[Text excerpt]
# Super Cheese



## Shaina (Oct 28, 2007)

Alright this is super duper cheesy...in more ways than one...but here you go

Mira a.k.a. Princess Cheeseface finished up her AXJ (AKC agility Excellent Jumpers title) recently so she's in Excellent B now and we will be starting our MACH journey at our next trial (which is most likely going to be in March...we don't get to trial very often here compared to some other areas of the country). 

So anyway, Mira's journey in ribbons from last summer til now, cheesified for your entertainment.










Top row L -> R: Novice Jumpers, Open Jumpers, Excellent Jumpers
Bottom row L ->R: Novice Standard, Open Standard, Excellent Standard

Class sizes 5-15 dogs, usually around 10


----------



## Niraya (Jun 30, 2011)

Oh wow!!! I really really like that picture! It's fantastic!

Congrats !!!


----------



## RaeganW (Jul 14, 2009)

This fills me with so much glee. Congratulations to both of you!


----------



## trainingjunkie (Feb 10, 2010)

Huge congratulations! Great picture!

Best Wishes on your MACH journey!


----------



## Finkie_Mom (Mar 2, 2010)

What a fantastic picture! Congrats on your successes thus far!!!


----------



## +two (Jul 12, 2011)

This is pretty spectacular and Mira is just... she is just . . . SO beautiful.


----------



## luv2byte (Oct 21, 2009)

That is awesome! Love the pic, one deserving a frame for sure.


----------



## melgrj7 (Sep 21, 2007)

Nice!!! Congrats!


----------



## Sibe (Nov 21, 2010)

Awesome, congratulations!!!! Great accomplishment for less than a year of trialing! You'll have that MACH in no time.

Cheese or not I love the photo  Is she trying to copy Web's ears?? lol


----------



## petpeeve (Jun 10, 2010)

Wine is a good accompaniment to cheese.

Pop a bottle. Celebrate. Do a little dance. :whoo: LOL



Seriously though ... nice goin' ! ... and nice pic, too !


----------



## Shaina (Oct 28, 2007)

Thanks, everyone  

And petpeeve - I like that idea 



Sibe said:


> You'll have that MACH in no time.


LOL well we'll see about that. I'm very very excited for the journey in any case  Definitely not underestimating the challenges involved, though!


----------



## Zoey's Mommy (Mar 3, 2012)

aww, that's a great picture...

*he he he* I was thinking there was some cheese related competition in here... which would be PERFECT for Zoey!

(Position annotation records)
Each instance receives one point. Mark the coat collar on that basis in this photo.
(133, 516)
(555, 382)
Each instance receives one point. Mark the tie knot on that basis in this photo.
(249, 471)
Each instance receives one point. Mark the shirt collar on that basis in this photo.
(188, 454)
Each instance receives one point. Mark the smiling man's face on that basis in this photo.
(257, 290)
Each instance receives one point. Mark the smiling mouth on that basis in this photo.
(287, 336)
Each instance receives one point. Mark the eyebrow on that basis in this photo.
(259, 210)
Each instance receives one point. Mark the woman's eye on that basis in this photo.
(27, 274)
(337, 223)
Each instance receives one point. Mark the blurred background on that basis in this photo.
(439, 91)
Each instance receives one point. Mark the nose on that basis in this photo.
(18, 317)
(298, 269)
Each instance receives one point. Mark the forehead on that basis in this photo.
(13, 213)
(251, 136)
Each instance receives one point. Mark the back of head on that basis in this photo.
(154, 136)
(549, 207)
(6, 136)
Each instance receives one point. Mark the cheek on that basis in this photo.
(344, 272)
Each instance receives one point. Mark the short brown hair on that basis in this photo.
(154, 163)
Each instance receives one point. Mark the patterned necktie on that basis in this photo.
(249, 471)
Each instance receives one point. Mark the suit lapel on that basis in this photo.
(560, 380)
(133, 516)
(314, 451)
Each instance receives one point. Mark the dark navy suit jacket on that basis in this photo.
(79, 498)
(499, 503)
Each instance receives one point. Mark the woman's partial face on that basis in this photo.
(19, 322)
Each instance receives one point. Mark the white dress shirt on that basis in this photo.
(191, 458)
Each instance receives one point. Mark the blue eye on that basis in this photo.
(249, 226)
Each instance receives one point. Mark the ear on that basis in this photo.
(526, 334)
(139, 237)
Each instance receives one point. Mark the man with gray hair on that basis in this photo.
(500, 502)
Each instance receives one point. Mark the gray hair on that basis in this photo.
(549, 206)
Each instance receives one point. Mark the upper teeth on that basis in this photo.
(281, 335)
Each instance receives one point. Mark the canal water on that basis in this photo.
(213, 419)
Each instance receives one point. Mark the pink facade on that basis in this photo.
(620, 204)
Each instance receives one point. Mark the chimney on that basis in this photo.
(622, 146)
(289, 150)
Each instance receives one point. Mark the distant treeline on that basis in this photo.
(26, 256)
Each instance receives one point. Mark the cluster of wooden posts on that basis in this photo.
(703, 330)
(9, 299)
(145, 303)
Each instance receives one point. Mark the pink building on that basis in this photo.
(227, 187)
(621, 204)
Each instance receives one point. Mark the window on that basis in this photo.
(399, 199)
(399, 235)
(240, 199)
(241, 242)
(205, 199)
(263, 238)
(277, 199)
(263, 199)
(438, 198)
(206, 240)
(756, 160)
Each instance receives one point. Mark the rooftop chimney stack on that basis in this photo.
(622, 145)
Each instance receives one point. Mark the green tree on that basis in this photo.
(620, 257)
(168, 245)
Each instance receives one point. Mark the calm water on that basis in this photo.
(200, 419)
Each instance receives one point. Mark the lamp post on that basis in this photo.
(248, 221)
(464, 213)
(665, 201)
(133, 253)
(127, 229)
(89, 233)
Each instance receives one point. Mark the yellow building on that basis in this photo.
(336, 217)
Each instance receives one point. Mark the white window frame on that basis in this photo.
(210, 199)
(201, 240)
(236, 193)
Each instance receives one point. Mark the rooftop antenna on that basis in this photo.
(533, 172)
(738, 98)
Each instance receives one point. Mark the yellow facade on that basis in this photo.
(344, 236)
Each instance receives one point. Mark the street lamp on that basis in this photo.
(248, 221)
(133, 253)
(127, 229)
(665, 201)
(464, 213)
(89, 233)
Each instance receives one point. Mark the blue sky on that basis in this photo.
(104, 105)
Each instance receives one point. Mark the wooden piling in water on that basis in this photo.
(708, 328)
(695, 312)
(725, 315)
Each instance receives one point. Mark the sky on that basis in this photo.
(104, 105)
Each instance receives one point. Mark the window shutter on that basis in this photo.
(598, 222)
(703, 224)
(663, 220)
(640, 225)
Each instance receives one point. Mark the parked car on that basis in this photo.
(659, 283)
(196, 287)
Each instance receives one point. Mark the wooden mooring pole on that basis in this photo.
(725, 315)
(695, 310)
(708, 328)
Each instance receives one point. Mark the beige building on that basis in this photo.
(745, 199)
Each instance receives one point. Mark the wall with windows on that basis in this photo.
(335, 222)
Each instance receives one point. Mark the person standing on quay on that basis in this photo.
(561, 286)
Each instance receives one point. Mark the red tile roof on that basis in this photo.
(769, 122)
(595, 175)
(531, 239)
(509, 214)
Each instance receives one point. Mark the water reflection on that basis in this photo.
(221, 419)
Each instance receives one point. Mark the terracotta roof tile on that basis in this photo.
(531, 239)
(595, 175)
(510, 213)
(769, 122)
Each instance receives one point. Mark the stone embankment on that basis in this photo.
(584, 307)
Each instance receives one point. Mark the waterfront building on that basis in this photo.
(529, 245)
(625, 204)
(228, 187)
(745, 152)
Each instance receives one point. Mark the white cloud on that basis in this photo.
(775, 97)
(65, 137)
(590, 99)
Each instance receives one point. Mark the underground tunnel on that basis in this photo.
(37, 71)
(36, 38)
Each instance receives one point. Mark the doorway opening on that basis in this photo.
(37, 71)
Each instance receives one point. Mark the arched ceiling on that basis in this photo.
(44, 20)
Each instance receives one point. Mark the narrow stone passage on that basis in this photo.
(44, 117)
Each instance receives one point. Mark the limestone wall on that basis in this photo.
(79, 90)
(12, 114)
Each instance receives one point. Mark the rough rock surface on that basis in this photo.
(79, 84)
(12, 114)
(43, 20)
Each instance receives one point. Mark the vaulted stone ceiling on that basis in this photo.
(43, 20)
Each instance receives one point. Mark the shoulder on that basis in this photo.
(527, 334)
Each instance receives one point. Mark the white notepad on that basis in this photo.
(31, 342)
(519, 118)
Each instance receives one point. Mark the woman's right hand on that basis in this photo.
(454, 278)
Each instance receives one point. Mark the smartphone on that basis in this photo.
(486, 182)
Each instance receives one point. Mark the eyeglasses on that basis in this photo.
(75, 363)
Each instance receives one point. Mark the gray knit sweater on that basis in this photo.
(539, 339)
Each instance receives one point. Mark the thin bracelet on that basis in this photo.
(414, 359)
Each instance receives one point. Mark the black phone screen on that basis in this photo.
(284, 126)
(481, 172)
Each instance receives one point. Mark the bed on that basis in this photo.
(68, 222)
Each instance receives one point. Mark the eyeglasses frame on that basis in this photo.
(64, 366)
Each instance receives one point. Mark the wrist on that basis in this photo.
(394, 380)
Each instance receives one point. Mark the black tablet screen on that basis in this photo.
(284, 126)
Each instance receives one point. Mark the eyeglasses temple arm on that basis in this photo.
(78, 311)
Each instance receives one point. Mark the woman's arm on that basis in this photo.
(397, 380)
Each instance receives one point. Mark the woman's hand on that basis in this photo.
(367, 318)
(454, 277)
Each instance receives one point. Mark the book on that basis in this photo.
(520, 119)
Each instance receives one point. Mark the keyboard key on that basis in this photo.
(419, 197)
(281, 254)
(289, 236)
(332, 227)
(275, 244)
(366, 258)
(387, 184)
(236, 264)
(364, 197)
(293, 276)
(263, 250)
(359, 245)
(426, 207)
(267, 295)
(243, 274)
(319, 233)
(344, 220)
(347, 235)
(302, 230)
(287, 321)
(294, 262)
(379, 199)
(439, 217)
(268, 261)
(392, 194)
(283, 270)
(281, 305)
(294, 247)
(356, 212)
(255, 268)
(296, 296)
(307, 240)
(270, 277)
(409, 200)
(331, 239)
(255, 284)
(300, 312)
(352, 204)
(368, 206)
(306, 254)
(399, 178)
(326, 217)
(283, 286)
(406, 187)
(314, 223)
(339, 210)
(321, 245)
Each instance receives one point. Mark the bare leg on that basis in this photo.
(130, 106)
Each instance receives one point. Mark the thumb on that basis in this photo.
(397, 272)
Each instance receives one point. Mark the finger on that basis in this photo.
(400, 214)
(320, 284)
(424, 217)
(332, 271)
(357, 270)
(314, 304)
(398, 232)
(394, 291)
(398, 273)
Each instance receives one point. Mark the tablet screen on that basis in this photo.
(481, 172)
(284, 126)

[Goals]
a. According to the agility forum thread, which title did Mira recently finish?
b. From the agility forum thread, write out the passage that begins at the words "Huge congratulations! Great" and stops after "successes thus far!!!".

[Task answers]
a. Her AXJ, the AKC agility Excellent Jumpers title.

b.
Huge congratulations! Great picture!

Best Wishes on your MACH journey!


----------



## Finkie_Mom (Mar 2, 2010)

What a fantastic picture! Congrats on your successes thus far!!!